** Opening Records supplied block **

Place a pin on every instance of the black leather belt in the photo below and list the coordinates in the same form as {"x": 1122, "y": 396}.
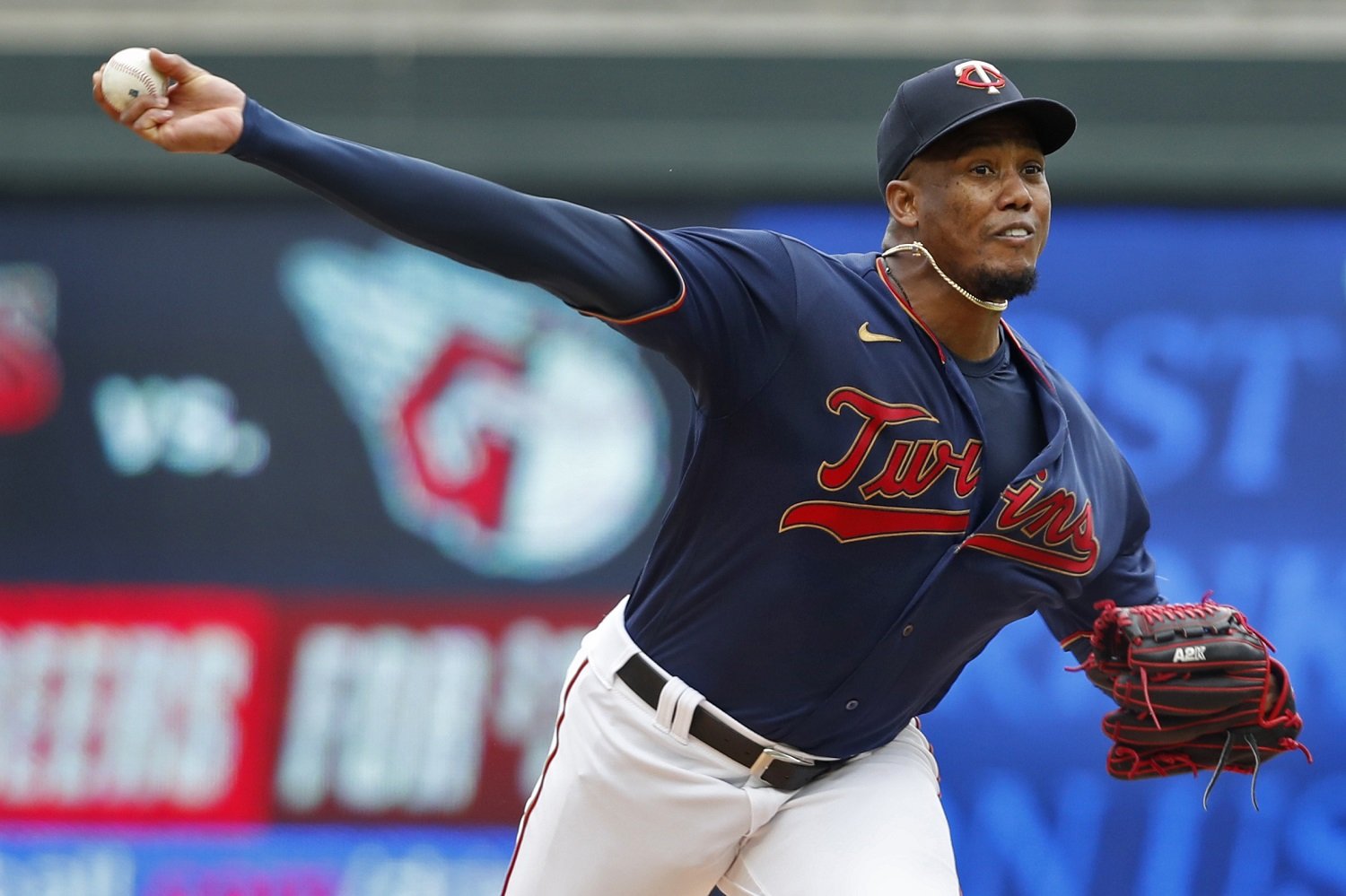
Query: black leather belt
{"x": 772, "y": 766}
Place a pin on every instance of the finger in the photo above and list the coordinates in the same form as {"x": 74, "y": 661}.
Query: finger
{"x": 132, "y": 113}
{"x": 148, "y": 123}
{"x": 174, "y": 65}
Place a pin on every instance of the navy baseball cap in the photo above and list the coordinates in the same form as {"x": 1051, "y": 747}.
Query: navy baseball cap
{"x": 933, "y": 104}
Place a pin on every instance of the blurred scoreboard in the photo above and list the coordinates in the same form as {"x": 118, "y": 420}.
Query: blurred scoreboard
{"x": 301, "y": 526}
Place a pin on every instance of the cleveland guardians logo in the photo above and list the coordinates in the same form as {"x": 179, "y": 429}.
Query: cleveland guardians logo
{"x": 982, "y": 75}
{"x": 519, "y": 438}
{"x": 30, "y": 370}
{"x": 1050, "y": 529}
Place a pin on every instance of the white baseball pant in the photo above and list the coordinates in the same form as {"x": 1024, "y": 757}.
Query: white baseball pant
{"x": 629, "y": 804}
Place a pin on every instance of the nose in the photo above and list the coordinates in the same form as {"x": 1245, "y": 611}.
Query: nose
{"x": 1014, "y": 193}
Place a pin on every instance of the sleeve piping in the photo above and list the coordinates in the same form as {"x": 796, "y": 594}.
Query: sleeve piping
{"x": 659, "y": 312}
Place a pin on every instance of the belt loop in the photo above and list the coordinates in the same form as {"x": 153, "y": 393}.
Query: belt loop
{"x": 667, "y": 710}
{"x": 683, "y": 713}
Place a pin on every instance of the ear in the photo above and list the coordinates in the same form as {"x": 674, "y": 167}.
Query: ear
{"x": 901, "y": 198}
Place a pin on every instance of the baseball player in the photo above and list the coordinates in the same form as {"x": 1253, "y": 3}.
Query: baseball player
{"x": 880, "y": 475}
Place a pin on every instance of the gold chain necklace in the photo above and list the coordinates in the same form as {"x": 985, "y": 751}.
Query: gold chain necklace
{"x": 917, "y": 247}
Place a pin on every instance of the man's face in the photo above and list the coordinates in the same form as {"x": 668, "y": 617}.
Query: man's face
{"x": 983, "y": 206}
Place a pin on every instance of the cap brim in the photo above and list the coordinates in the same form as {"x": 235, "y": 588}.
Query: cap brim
{"x": 1052, "y": 121}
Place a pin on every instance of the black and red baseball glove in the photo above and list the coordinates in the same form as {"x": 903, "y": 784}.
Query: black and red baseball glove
{"x": 1195, "y": 688}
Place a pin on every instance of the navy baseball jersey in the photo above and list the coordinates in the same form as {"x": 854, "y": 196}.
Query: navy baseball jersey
{"x": 834, "y": 557}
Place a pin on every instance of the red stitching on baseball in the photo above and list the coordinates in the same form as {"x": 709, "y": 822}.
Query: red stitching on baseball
{"x": 151, "y": 88}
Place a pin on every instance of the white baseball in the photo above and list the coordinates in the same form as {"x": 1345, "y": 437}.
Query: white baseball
{"x": 128, "y": 75}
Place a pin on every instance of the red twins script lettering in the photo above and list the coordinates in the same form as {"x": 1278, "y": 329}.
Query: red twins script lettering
{"x": 910, "y": 470}
{"x": 1058, "y": 525}
{"x": 1057, "y": 517}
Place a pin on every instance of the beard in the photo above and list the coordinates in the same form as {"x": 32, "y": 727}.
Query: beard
{"x": 1001, "y": 285}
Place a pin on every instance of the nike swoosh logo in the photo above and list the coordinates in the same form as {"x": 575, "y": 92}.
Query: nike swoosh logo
{"x": 867, "y": 335}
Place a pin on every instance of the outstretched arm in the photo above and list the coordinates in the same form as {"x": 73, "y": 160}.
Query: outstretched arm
{"x": 594, "y": 261}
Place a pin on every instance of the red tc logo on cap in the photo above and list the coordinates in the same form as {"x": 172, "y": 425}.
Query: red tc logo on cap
{"x": 983, "y": 75}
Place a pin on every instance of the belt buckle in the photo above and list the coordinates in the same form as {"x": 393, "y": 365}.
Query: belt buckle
{"x": 770, "y": 755}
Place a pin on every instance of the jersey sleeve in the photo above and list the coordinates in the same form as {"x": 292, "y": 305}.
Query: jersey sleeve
{"x": 732, "y": 322}
{"x": 591, "y": 260}
{"x": 1128, "y": 580}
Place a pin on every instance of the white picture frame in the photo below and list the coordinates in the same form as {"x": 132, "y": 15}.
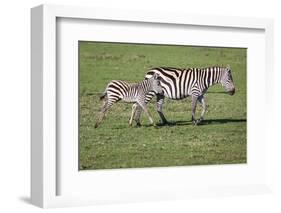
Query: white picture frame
{"x": 45, "y": 178}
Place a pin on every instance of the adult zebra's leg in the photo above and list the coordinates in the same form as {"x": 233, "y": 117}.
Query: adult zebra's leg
{"x": 194, "y": 104}
{"x": 203, "y": 103}
{"x": 159, "y": 105}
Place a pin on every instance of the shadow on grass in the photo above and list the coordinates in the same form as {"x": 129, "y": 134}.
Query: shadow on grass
{"x": 204, "y": 122}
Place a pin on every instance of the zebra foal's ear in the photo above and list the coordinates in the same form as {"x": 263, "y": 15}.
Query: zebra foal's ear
{"x": 228, "y": 67}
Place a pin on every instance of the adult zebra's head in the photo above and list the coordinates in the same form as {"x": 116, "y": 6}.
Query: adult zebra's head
{"x": 155, "y": 84}
{"x": 227, "y": 81}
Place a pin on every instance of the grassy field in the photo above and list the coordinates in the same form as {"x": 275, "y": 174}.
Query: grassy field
{"x": 221, "y": 139}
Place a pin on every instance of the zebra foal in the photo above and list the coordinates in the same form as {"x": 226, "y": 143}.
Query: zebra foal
{"x": 138, "y": 93}
{"x": 181, "y": 83}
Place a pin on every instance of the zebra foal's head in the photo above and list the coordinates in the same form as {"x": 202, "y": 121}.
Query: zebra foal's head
{"x": 227, "y": 81}
{"x": 155, "y": 85}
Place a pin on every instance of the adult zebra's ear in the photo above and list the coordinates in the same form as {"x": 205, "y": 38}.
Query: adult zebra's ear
{"x": 156, "y": 76}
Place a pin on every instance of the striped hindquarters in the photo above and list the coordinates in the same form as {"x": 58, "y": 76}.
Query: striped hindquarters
{"x": 180, "y": 83}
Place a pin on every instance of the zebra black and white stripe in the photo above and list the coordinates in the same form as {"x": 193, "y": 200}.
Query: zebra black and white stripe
{"x": 181, "y": 83}
{"x": 138, "y": 93}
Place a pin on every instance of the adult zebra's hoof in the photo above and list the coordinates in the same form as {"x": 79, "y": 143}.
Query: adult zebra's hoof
{"x": 138, "y": 125}
{"x": 197, "y": 122}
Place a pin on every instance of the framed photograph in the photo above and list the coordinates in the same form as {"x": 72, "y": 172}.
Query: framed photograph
{"x": 131, "y": 106}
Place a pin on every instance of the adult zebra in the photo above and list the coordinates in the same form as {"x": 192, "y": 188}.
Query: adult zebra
{"x": 181, "y": 83}
{"x": 138, "y": 93}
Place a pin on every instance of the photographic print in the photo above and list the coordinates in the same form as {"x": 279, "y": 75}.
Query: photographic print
{"x": 149, "y": 105}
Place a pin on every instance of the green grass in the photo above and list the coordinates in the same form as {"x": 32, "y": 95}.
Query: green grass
{"x": 221, "y": 139}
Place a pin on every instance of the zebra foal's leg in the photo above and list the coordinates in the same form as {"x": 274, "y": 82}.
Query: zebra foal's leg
{"x": 203, "y": 103}
{"x": 134, "y": 111}
{"x": 144, "y": 108}
{"x": 105, "y": 107}
{"x": 194, "y": 104}
{"x": 159, "y": 107}
{"x": 137, "y": 114}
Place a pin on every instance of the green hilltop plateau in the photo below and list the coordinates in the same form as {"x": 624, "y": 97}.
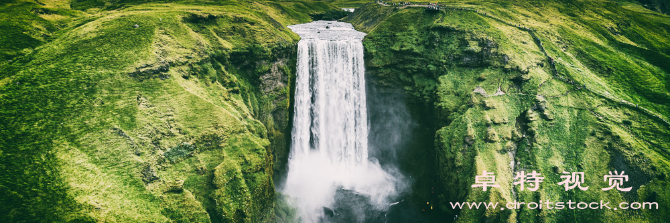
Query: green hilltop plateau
{"x": 180, "y": 111}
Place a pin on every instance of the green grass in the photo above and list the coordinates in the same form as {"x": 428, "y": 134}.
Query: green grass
{"x": 88, "y": 109}
{"x": 440, "y": 59}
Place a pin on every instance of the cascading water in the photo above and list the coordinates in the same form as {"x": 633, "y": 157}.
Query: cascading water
{"x": 329, "y": 150}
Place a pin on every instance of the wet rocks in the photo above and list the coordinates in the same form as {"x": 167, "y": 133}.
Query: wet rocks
{"x": 149, "y": 174}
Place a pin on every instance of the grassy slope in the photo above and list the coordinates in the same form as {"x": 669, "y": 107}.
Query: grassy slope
{"x": 541, "y": 123}
{"x": 95, "y": 111}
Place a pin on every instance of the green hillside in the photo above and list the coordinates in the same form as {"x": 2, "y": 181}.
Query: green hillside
{"x": 501, "y": 105}
{"x": 179, "y": 111}
{"x": 103, "y": 120}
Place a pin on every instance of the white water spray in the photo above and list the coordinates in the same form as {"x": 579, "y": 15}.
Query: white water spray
{"x": 329, "y": 149}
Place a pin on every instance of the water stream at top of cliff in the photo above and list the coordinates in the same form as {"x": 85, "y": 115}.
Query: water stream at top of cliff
{"x": 329, "y": 166}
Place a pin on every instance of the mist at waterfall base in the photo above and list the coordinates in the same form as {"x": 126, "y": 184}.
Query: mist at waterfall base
{"x": 342, "y": 166}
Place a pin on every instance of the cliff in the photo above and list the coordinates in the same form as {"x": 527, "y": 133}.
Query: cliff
{"x": 140, "y": 111}
{"x": 557, "y": 86}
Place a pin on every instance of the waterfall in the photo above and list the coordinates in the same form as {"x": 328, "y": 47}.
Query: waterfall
{"x": 329, "y": 150}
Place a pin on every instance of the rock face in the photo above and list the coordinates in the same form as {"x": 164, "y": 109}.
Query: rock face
{"x": 543, "y": 119}
{"x": 180, "y": 119}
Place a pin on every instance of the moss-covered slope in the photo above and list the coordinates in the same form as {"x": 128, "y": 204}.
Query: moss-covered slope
{"x": 575, "y": 86}
{"x": 153, "y": 112}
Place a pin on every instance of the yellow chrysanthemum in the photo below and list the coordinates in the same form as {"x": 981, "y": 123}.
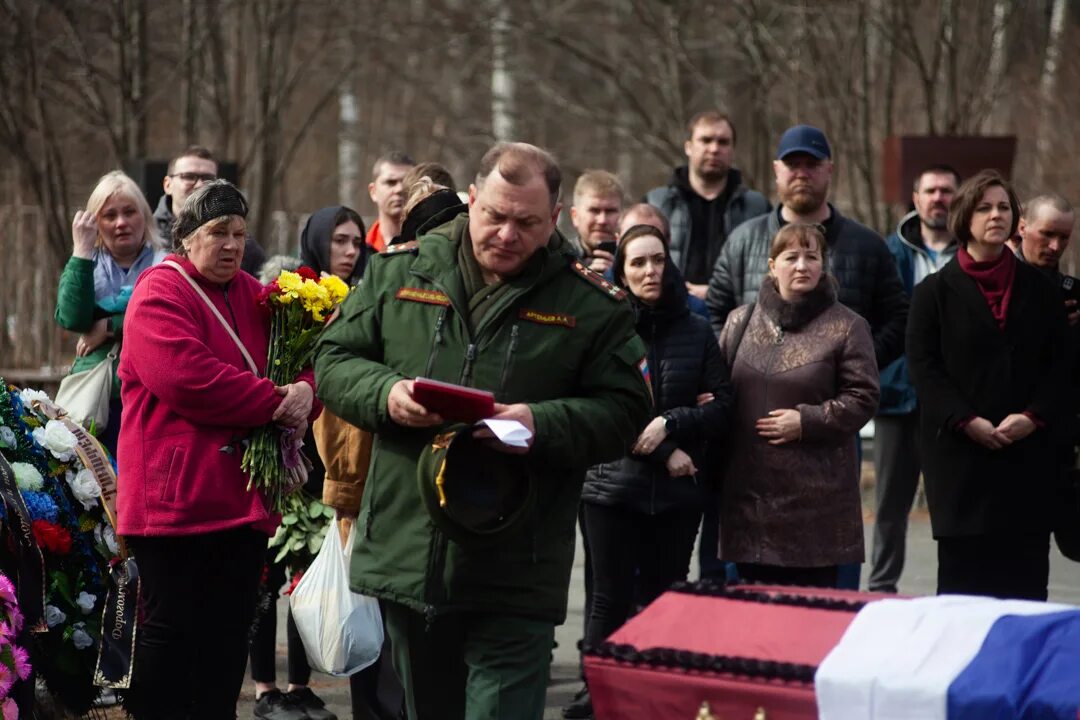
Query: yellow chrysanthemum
{"x": 314, "y": 297}
{"x": 336, "y": 286}
{"x": 289, "y": 283}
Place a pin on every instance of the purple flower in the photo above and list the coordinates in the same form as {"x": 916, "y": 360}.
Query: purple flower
{"x": 22, "y": 662}
{"x": 7, "y": 591}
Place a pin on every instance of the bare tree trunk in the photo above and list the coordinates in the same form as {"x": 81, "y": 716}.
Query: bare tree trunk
{"x": 503, "y": 83}
{"x": 1048, "y": 85}
{"x": 189, "y": 87}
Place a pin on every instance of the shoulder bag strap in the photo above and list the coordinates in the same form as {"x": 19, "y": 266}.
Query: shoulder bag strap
{"x": 217, "y": 313}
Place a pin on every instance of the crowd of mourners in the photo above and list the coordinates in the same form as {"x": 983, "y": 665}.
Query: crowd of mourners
{"x": 696, "y": 365}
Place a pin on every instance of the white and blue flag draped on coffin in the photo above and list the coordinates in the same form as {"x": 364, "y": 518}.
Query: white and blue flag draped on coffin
{"x": 955, "y": 657}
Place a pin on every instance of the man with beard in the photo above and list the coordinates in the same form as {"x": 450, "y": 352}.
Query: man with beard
{"x": 388, "y": 192}
{"x": 597, "y": 202}
{"x": 858, "y": 257}
{"x": 921, "y": 246}
{"x": 705, "y": 200}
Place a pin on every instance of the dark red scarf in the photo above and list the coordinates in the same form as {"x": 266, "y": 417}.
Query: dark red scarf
{"x": 994, "y": 279}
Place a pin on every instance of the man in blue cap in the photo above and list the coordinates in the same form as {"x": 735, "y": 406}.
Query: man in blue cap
{"x": 858, "y": 257}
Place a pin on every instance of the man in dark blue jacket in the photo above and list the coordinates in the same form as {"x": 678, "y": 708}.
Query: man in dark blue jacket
{"x": 705, "y": 199}
{"x": 921, "y": 245}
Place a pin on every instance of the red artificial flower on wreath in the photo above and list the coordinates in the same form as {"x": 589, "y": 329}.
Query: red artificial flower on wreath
{"x": 268, "y": 289}
{"x": 52, "y": 537}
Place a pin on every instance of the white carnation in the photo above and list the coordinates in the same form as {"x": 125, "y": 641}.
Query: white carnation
{"x": 27, "y": 476}
{"x": 80, "y": 637}
{"x": 85, "y": 602}
{"x": 28, "y": 395}
{"x": 57, "y": 439}
{"x": 54, "y": 615}
{"x": 84, "y": 487}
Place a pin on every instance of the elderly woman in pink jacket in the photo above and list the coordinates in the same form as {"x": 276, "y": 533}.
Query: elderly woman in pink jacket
{"x": 190, "y": 401}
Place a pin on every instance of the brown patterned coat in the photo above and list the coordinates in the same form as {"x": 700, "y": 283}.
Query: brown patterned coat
{"x": 797, "y": 504}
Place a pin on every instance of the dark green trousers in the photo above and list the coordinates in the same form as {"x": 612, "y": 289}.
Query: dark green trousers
{"x": 471, "y": 665}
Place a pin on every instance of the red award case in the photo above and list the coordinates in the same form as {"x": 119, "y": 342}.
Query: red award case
{"x": 455, "y": 403}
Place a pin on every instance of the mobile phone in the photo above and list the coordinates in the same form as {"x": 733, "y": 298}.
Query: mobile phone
{"x": 1070, "y": 288}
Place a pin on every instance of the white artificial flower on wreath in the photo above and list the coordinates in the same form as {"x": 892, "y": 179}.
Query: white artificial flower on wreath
{"x": 54, "y": 615}
{"x": 84, "y": 487}
{"x": 57, "y": 439}
{"x": 85, "y": 602}
{"x": 80, "y": 637}
{"x": 27, "y": 476}
{"x": 28, "y": 395}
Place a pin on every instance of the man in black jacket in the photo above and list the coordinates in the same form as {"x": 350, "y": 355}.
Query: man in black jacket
{"x": 187, "y": 172}
{"x": 858, "y": 257}
{"x": 705, "y": 199}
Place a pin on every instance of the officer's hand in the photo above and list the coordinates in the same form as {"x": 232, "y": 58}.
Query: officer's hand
{"x": 406, "y": 411}
{"x": 650, "y": 437}
{"x": 518, "y": 411}
{"x": 1072, "y": 312}
{"x": 601, "y": 260}
{"x": 679, "y": 464}
{"x": 345, "y": 524}
{"x": 1016, "y": 426}
{"x": 84, "y": 234}
{"x": 983, "y": 432}
{"x": 295, "y": 405}
{"x": 697, "y": 290}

** Closing Records supplied block **

Scan the entries for lines holding the string "below", then copy every one of them.

■ **Answer**:
Place a pin on every instance of the black leather belt in the photo below and list the coordinates in the same form as {"x": 1122, "y": 396}.
Place a pin on every instance of the white picture frame in the photo below and list the coordinates in the same form as {"x": 132, "y": 15}.
Place a pin on every instance of the green hilltop plateau in the photo below and list the coordinates in the same form as {"x": 624, "y": 97}.
Place a pin on every instance of the yellow chrysanthemum in the photo below and list the coordinates in the same form as {"x": 981, "y": 123}.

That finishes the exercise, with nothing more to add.